## Work to complete:
From the line with "white house in this photo." to the line with "forest in this photo.", retype every line exactly, including those two, and leave out the rest of the data below.

--*--

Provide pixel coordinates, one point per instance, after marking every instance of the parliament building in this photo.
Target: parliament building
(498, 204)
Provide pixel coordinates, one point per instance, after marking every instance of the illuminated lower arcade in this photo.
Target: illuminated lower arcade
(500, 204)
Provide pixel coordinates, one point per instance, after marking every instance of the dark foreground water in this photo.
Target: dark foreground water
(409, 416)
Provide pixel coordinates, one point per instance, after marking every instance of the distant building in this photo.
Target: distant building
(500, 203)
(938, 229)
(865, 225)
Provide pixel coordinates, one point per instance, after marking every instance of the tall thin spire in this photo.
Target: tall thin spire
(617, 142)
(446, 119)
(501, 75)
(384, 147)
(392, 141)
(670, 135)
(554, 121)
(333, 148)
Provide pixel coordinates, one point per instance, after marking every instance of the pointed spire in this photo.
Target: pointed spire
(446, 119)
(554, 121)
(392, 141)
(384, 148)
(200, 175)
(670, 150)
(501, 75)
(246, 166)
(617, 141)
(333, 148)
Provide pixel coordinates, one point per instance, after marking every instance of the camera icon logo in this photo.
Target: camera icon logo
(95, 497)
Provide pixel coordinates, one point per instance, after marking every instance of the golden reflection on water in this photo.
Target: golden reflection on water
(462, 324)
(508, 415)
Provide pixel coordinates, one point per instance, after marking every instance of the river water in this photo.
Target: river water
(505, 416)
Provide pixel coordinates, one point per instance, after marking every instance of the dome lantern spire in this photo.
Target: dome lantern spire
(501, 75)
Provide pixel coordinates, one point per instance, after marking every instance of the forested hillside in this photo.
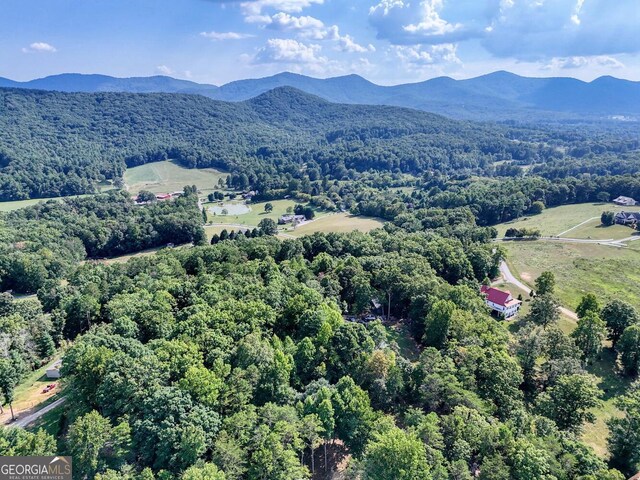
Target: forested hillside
(46, 241)
(56, 144)
(234, 362)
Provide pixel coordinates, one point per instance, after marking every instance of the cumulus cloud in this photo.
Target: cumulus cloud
(534, 29)
(289, 51)
(39, 47)
(225, 35)
(307, 27)
(405, 22)
(257, 7)
(164, 70)
(581, 62)
(421, 56)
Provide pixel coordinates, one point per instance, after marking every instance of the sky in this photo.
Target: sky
(385, 41)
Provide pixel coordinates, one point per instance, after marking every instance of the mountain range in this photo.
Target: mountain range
(496, 96)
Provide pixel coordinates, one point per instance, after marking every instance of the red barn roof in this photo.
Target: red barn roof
(497, 296)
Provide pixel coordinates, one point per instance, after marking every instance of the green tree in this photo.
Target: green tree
(537, 208)
(205, 471)
(629, 349)
(95, 444)
(545, 283)
(607, 218)
(438, 323)
(397, 455)
(618, 315)
(569, 402)
(268, 227)
(544, 311)
(588, 303)
(589, 335)
(10, 373)
(624, 436)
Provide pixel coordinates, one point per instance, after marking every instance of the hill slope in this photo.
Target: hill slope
(56, 143)
(497, 96)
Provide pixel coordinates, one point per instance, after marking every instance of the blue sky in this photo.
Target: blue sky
(386, 41)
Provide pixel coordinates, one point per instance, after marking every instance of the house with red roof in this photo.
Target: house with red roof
(500, 301)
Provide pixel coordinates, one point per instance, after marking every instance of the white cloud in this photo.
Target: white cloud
(164, 70)
(257, 7)
(537, 30)
(347, 44)
(405, 22)
(581, 62)
(39, 47)
(289, 51)
(309, 26)
(225, 35)
(421, 56)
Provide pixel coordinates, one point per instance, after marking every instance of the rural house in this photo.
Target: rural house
(627, 218)
(500, 301)
(625, 201)
(295, 219)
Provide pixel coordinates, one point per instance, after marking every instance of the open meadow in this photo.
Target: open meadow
(168, 176)
(580, 268)
(339, 222)
(249, 215)
(581, 220)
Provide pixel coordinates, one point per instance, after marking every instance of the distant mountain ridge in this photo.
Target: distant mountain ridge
(496, 96)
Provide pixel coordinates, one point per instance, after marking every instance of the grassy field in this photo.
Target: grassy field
(554, 221)
(339, 222)
(10, 206)
(28, 394)
(579, 269)
(167, 176)
(253, 217)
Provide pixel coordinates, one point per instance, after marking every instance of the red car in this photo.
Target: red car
(49, 387)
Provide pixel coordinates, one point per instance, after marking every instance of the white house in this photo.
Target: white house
(501, 301)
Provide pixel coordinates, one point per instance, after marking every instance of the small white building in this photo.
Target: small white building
(625, 201)
(54, 370)
(501, 301)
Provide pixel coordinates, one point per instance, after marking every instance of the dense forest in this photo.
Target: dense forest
(59, 144)
(234, 361)
(252, 358)
(47, 240)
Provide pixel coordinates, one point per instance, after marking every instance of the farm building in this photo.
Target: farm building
(501, 301)
(54, 370)
(625, 201)
(627, 218)
(295, 219)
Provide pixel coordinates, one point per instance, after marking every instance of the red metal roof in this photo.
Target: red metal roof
(499, 297)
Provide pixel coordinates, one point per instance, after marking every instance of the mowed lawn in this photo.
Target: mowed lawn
(17, 204)
(581, 268)
(168, 176)
(607, 272)
(339, 222)
(554, 221)
(254, 216)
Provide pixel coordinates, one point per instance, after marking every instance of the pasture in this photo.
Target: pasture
(168, 176)
(252, 217)
(566, 219)
(339, 222)
(580, 268)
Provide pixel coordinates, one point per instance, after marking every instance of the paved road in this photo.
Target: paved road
(510, 278)
(29, 419)
(579, 225)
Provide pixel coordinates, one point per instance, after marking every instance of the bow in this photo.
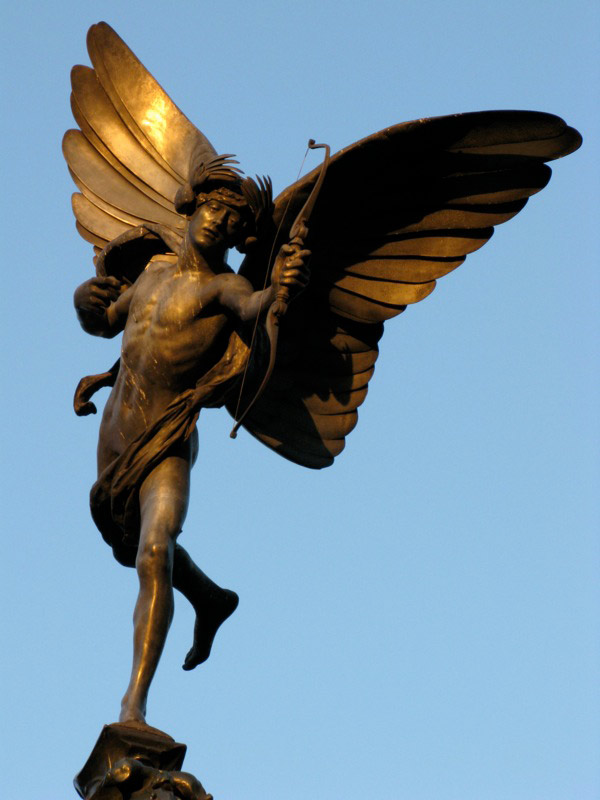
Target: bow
(279, 306)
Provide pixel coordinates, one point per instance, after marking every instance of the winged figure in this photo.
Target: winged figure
(348, 246)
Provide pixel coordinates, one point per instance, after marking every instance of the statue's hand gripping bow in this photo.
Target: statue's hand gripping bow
(278, 308)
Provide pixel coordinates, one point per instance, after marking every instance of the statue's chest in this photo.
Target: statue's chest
(167, 303)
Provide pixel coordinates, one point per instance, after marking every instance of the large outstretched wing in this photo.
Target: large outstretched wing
(397, 211)
(133, 148)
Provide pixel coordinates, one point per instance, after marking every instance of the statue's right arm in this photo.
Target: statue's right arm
(102, 305)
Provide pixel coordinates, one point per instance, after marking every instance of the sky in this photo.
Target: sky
(420, 620)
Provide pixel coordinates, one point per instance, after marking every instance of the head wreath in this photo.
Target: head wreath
(219, 177)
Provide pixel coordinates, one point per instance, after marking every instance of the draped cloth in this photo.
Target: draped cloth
(114, 498)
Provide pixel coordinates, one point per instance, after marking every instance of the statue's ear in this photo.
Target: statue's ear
(185, 200)
(248, 244)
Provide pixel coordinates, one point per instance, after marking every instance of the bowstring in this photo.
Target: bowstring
(266, 278)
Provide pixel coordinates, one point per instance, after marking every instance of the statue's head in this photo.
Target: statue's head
(224, 208)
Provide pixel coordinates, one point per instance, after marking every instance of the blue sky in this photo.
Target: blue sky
(419, 621)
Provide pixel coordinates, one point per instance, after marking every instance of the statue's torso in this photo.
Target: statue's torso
(172, 336)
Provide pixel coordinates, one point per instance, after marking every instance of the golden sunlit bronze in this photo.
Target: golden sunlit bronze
(287, 350)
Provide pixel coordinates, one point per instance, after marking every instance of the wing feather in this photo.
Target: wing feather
(397, 211)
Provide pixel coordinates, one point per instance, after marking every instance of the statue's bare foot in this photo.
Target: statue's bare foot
(209, 618)
(131, 714)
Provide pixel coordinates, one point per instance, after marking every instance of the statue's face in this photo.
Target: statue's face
(215, 226)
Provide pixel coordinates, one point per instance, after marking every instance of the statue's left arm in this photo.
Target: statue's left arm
(236, 294)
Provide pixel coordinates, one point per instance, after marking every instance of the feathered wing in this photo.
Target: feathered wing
(397, 211)
(133, 148)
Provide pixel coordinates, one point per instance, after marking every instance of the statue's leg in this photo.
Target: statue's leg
(211, 603)
(164, 498)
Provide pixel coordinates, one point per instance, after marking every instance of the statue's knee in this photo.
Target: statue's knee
(154, 557)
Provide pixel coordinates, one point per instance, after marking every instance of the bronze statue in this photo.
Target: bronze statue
(379, 223)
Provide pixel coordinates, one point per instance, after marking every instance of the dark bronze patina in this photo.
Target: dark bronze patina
(384, 219)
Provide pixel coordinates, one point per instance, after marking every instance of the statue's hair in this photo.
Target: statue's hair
(255, 197)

--*--

## Problem solution:
Provide pixel coordinates, one point per instance, after marking every instance of the white house in this photo.
Target: white house
(501, 301)
Provide pixel coordinates, one point per instance, after marking every instance of the small white building in this photo.
Target: small white building
(625, 201)
(54, 370)
(501, 301)
Provide pixel coordinates, one point per instance, after marking every instance of the dense forest in this photo.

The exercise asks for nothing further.